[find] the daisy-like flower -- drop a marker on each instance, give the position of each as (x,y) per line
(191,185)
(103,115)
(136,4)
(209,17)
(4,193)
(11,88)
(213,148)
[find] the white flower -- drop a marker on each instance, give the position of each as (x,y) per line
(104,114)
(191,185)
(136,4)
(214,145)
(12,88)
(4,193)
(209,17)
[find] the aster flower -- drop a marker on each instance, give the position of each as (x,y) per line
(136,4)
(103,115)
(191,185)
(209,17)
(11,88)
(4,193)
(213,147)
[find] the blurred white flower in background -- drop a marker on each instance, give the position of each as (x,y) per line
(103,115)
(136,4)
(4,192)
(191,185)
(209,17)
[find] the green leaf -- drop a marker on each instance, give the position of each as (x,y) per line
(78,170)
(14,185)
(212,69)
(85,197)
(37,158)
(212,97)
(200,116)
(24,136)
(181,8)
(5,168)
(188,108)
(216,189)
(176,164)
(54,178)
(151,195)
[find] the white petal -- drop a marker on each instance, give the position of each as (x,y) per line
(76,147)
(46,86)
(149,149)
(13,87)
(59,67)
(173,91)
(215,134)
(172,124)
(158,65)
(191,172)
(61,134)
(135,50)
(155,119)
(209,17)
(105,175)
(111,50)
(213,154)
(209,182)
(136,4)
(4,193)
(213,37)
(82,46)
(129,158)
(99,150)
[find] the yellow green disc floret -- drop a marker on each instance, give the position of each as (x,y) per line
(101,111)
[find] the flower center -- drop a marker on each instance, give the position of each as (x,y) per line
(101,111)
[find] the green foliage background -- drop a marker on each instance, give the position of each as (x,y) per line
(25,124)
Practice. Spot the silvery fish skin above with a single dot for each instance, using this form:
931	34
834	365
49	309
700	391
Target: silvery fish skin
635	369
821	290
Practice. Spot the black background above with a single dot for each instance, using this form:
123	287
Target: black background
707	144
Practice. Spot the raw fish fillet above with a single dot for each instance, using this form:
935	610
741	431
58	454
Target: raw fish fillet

......

→ **WHAT THIS TASK INVOLVES**:
Reproduce all of the data above line for line, without changing any character.

→ **TASK SOLUTION**:
[find] the daisy-like flower -- drop a marker on each instance, give the position of each as (x,y) per line
(191,185)
(103,115)
(136,4)
(209,17)
(4,193)
(11,88)
(213,148)
[find] the white flower -- drop a marker on each instance, give the position of each as (x,y) per line
(104,114)
(191,185)
(136,4)
(214,145)
(12,88)
(4,193)
(209,17)
[find] the aster flower -- drop a marker on each instance, give the position of each as (x,y) per line
(136,4)
(103,115)
(191,185)
(209,17)
(11,88)
(4,193)
(213,147)
[find] the blurred white flower in background -- drop a marker on each instance, give the position of each as (x,y) per line
(103,115)
(136,4)
(4,192)
(191,185)
(209,17)
[find] the green leaf -- drop a marker on each instance, give the position of each as (x,y) per line
(78,170)
(14,185)
(212,69)
(85,197)
(37,158)
(212,97)
(200,116)
(24,136)
(181,8)
(5,168)
(188,108)
(216,189)
(176,164)
(54,178)
(151,195)
[find] the white petal -- drop a marker on each instance, give the position of each as (x,y) per line
(76,147)
(46,86)
(149,149)
(13,87)
(59,67)
(173,91)
(215,134)
(172,124)
(158,65)
(191,172)
(61,134)
(135,50)
(155,119)
(209,17)
(105,175)
(111,50)
(213,154)
(209,182)
(136,4)
(4,193)
(213,37)
(82,46)
(129,158)
(99,150)
[find] the yellow green disc floret -- drop a marker on each instance, give the position of each as (x,y) per line
(101,111)
[find] the flower center -- drop a marker on each instance, give the position of each as (x,y) per line
(101,111)
[find] the green foliage background -- drop a marker on each instance, give the position of each as (x,y) per line
(25,124)
Practice. Spot the silvery fish skin above with a single dot for each instance, using this form:
931	34
834	365
49	309
700	391
Target: silvery fish skin
635	369
821	290
Practice. Spot the black background above with a single dot for each instance, using this form:
123	287
Target: black background
707	144
Practice. Spot the raw fish fillet above with a single dot for each instance, using this form:
935	610
741	431
58	454
Target: raw fish fillet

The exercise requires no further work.